*** SELECTED EXCERPT Section Begins ***

- Church: Roman Catholic Church
- Archdiocese: Pamplona
- See: Pamplona
- Appointed: 15 February 1958
- Term ended: 23 November 1969
- Successor: José María Larrauri Lafuente
- Other post: Titular Bishop of Limisa (1958-72)

Orders
- Ordination: 25 July 1926 by Antonio Senso Lázaro
- Consecration: 11 May 1958 by Ildebrando Antoniutti

Personal details
- Born: Ángel Riesco Carbajo 9 July 1902 Bercianos de Vidriales, Zamora, Spain
- Died: 2 July 1972 (aged 69) La Bañeza, León, Spain
- Buried: Iglesia de Santa María de La Bañeza

Sainthood
- Venerated in: Roman Catholic Church
- Attributes: Episcopal attire
- Patronage: Misioneras Apostólicas de la Caridad

= Ángel Riesco Carbajo =

Spanish Roman Catholic prelate

Ángel Riesco Carbajo (9 July 1902 – 2 July 1972) was a Spanish Roman Catholic prelate who served as a bishop in the Pamplona archdiocese and was the founder of the Misioneras Apostólicas de la Caridad. Riesco spent some time in Argentina as an emigrant before he returned to his homeland for a scholarship that saw his ecclesial studies spent in Madrid and Santander. He served as a parish priest following his ordination and in 1957 in Astorga founded a religious congregation dedicated to women. Months later he became a bishop but retired a decade later due to poor health that he later died from not long after.

Riesco's beatification process launched in 1994 and he became titled as a Servant of God. His cause advanced in mid-2019 after Pope Francis named him Venerable upon confirming that the late bishop had practiced heroic virtue throughout his life.

*** SELECTED EXCERPT Section Ends ***

Answer these questions from the biography of Ángel Riesco Carbajo:
1. Who consecrated him, and on what date?
2. In which town did he found a religious congregation in 1957?
3. In what year was his beatification process launched?
The items have no connection to the biography of Ángel Riesco Carbajo.

*** SUPPLIED INFORMATION Section Begins ***

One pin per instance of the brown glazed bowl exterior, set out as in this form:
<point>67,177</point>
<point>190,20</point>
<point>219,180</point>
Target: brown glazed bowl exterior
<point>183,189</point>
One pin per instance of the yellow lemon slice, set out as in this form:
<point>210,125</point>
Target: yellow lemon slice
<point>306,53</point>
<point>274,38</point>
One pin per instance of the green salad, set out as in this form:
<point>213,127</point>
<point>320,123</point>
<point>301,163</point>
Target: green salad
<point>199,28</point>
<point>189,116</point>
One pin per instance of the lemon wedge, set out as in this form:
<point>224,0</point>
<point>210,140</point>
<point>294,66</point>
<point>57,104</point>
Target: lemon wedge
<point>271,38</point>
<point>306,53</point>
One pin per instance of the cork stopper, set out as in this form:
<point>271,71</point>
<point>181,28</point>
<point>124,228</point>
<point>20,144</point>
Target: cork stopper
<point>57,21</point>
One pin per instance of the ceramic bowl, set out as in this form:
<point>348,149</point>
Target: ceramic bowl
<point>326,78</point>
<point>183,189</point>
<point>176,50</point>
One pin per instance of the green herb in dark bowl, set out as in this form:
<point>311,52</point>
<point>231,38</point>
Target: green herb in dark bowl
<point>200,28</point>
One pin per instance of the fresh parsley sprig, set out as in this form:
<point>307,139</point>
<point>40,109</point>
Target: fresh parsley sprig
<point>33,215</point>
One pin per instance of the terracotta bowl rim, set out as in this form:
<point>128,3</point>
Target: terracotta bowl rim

*** SUPPLIED INFORMATION Section Ends ***

# ANSWER FOR THIS EXERCISE
1. Ildebrando Antoniutti, on 11 May 1958.
2. Astorga.
3. 1994.